__Document excerpt__:
====================

= Semyon Shkolnikov =

Soviet-Estonian cinematographer, director, screenwriter and front-line cameraman

Semyon Semyonovich Shkolnikov (Семён Семёнович Шко́льников; Semjon Školnikov; 14 January 1918 – 27 July 2015) was a Soviet and later Estonian cinematographer, director, screenwriter, and front-line cameraman during the Great Patriotic War. He was awarded the title of People's Artist of the Estonian SSR (1978), and was the laureate of three Stalin Prizes (1946, 1947, 1951), the Nika Award (2005), and the Guild of Cinematographers' White Square Prize (2005).

== Biography ==
Born in Bakhmut, Shkolnikov developed a keen interest in cinematography from a young age. At the age of six, he appeared in a film as an extra alongside his mother. After completing school, he began working as a mechanic at the Serp i Molot plant.

In September 1934, he found himself at the Moscow Newsreel Studio, where he became Mark Troyanovsky's assistant. While working at the studio, he also attended the Institute for the Advancement of Creative Workers under the State Committee for Cinematography. He graduated from the institute in 1939. That same year, he was selected as part of a group of cameramen for a special assignment during the Winter War.

====================

__What you need to do__:
(A) In the Semyon Shkolnikov biography, what year did he graduate from the Institute for the Advancement of Creative Workers?
(B) Repeat the part of the Semyon Shkolnikov biography from "Semyon Semyonovich Shkolnikov" to "i Molot plant.", word for word.
(C) Rewrite the paragraph of the Semyon Shkolnikov biography that begins "In September 1934" as a short bulleted list, keeping its main facts.

====================

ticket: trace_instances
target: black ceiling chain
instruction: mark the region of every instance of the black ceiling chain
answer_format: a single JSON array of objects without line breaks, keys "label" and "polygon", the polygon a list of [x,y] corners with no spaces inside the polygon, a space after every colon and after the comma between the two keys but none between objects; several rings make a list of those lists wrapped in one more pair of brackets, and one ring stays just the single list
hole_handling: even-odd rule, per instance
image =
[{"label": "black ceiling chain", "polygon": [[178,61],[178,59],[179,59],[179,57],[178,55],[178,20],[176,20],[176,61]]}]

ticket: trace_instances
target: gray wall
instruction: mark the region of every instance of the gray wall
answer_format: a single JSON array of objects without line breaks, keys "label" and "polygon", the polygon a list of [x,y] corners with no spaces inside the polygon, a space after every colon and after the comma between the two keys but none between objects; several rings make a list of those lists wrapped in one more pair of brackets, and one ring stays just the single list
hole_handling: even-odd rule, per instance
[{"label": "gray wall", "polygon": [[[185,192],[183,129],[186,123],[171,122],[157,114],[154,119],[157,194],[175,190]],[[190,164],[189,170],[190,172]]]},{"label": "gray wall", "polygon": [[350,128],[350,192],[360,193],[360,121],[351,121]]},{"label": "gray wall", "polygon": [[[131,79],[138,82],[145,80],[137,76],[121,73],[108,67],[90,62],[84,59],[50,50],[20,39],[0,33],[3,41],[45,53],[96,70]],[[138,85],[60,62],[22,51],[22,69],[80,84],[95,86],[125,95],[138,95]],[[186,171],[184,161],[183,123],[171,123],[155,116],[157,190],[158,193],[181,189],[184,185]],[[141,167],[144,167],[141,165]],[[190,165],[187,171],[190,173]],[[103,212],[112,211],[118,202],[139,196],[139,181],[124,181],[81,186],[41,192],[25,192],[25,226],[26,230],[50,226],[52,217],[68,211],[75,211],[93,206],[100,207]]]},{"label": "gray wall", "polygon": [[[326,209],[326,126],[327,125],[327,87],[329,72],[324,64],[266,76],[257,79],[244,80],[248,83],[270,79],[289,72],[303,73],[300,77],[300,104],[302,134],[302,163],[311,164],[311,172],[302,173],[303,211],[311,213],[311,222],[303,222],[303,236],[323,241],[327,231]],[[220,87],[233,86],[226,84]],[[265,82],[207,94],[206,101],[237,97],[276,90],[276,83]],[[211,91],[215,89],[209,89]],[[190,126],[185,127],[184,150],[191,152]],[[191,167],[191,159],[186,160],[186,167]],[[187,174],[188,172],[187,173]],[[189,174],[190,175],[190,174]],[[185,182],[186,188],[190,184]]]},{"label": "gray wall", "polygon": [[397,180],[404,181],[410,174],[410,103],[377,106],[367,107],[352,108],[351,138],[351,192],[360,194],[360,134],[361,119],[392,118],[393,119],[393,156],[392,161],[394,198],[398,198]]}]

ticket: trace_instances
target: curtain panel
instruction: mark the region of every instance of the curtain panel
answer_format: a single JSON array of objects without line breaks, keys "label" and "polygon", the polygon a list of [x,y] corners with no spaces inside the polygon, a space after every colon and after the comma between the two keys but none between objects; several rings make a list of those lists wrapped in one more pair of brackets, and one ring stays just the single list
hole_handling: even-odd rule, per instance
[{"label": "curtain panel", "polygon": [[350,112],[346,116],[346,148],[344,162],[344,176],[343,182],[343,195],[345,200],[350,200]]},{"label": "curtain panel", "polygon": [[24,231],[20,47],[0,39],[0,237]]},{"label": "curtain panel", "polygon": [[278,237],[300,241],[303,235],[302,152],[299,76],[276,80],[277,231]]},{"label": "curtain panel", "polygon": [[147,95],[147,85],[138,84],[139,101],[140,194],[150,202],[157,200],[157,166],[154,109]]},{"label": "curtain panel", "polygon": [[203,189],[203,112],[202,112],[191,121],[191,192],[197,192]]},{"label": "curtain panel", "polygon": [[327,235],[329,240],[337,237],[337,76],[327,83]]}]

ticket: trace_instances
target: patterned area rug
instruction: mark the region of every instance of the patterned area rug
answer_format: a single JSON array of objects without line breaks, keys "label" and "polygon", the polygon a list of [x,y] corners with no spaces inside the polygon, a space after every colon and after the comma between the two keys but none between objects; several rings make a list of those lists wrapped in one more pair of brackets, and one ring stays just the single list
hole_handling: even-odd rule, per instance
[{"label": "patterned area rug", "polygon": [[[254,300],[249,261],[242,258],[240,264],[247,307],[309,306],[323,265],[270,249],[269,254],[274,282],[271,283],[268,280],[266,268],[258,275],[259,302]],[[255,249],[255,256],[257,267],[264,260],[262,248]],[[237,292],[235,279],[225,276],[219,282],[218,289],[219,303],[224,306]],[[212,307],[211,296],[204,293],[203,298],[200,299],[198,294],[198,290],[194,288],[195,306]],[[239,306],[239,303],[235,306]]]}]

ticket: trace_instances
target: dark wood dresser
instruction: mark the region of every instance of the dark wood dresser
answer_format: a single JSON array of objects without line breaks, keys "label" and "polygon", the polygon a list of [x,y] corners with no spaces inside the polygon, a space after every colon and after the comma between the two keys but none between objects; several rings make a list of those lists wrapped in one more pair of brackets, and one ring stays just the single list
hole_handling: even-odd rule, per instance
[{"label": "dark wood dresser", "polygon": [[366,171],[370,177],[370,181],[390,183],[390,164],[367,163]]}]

====================

__Answers for this exercise__:
(A) 1939

(B)
Semyon Semyonovich Shkolnikov (Семён Семёнович Шко́льников; Semjon Školnikov; 14 January 1918 – 27 July 2015) was a Soviet and later Estonian cinematographer, director, screenwriter, and front-line cameraman during the Great Patriotic War. He was awarded the title of People's Artist of the Estonian SSR (1978), and was the laureate of three Stalin Prizes (1946, 1947, 1951), the Nika Award (2005), and the Guild of Cinematographers' White Square Prize (2005).

== Biography ==
Born in Bakhmut, Shkolnikov developed a keen interest in cinematography from a young age. At the age of six, he appeared in a film as an extra alongside his mother. After completing school, he began working as a mechanic at the Serp i Molot plant.

(C)
- September 1934: joined the Moscow Newsreel Studio as Mark Troyanovsky's assistant
- Attended the Institute for the Advancement of Creative Workers under the State Committee for Cinematography while at the studio
- 1939: graduated from the institute
- 1939: chosen for a group of cameramen on a special assignment during the Winter War